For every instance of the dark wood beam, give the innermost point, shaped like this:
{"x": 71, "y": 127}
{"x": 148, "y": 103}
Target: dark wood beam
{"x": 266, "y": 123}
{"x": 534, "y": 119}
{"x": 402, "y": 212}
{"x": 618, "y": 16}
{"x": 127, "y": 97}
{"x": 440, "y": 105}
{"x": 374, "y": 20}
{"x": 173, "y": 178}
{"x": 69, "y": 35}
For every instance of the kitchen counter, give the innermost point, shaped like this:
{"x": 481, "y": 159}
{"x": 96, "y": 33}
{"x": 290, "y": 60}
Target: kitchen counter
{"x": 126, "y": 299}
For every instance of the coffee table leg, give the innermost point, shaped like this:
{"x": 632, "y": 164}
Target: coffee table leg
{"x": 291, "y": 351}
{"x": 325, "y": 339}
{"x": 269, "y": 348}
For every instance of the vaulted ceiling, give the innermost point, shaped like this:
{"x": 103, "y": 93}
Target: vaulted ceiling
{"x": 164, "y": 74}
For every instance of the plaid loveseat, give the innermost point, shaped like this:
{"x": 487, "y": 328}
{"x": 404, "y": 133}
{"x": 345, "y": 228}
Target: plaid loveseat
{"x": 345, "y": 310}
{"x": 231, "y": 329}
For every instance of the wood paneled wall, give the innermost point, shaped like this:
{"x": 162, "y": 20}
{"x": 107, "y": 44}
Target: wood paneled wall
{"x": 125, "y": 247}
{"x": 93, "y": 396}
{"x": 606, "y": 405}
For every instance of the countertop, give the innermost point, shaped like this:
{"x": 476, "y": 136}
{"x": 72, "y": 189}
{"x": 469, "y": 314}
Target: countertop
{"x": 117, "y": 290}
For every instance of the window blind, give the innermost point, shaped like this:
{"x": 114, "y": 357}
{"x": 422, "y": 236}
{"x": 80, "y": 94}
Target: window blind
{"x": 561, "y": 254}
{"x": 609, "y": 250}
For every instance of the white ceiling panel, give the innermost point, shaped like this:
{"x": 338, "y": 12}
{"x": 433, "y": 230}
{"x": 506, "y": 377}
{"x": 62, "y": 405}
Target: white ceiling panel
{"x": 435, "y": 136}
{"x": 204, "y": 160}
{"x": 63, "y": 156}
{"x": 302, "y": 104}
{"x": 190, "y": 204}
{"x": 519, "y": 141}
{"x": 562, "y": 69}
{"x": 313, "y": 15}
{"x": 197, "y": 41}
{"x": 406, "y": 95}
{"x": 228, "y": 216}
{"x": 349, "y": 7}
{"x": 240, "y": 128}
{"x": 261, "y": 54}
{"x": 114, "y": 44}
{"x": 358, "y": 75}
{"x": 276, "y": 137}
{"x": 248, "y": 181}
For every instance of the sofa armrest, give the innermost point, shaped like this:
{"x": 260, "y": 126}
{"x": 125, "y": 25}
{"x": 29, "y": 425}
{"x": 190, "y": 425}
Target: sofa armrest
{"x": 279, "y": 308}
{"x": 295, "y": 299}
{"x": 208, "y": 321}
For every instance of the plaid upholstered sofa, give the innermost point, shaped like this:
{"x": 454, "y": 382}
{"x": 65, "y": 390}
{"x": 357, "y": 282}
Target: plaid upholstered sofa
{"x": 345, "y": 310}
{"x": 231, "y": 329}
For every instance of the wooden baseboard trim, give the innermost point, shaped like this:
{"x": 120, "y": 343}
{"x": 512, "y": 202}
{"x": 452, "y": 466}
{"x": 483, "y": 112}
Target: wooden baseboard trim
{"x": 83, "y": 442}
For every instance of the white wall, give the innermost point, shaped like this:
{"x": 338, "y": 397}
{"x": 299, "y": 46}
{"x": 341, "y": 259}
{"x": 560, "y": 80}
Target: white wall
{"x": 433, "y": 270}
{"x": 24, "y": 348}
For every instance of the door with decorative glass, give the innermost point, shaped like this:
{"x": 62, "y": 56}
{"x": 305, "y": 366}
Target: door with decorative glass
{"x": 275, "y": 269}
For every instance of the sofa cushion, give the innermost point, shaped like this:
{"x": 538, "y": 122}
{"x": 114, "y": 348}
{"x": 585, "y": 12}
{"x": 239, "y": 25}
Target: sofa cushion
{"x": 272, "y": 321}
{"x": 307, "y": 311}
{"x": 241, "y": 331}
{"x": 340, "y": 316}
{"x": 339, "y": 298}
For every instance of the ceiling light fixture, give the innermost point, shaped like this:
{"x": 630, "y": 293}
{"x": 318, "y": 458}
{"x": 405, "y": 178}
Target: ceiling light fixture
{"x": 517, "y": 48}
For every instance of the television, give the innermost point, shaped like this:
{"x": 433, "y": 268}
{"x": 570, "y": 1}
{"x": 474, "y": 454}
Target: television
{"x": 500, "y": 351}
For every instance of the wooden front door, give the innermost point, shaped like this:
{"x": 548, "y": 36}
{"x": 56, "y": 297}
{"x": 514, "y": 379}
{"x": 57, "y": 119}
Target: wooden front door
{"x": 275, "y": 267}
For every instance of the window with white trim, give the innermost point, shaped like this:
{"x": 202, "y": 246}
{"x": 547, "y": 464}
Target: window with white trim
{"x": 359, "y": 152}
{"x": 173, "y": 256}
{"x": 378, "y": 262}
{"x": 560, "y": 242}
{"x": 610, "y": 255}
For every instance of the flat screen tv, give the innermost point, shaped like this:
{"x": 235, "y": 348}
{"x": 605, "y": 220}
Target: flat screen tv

### WRITTEN REQUEST:
Rewrite the rows between the line holding "For every instance of the window with" and the end of the rows, inclusive, with the requests included. Raise every x and y coordinate in the answer points by 22, and leave the sample points in the requests unchanged.

### THE ANSWER:
For every instance of the window with white trim, give the innermost point, shaped like this:
{"x": 202, "y": 246}
{"x": 547, "y": 464}
Target: window with white trim
{"x": 381, "y": 174}
{"x": 195, "y": 278}
{"x": 400, "y": 284}
{"x": 582, "y": 264}
{"x": 632, "y": 277}
For every instance of the flat screen tv, give the innermost point, shaped like this:
{"x": 235, "y": 348}
{"x": 605, "y": 220}
Target: flat screen tv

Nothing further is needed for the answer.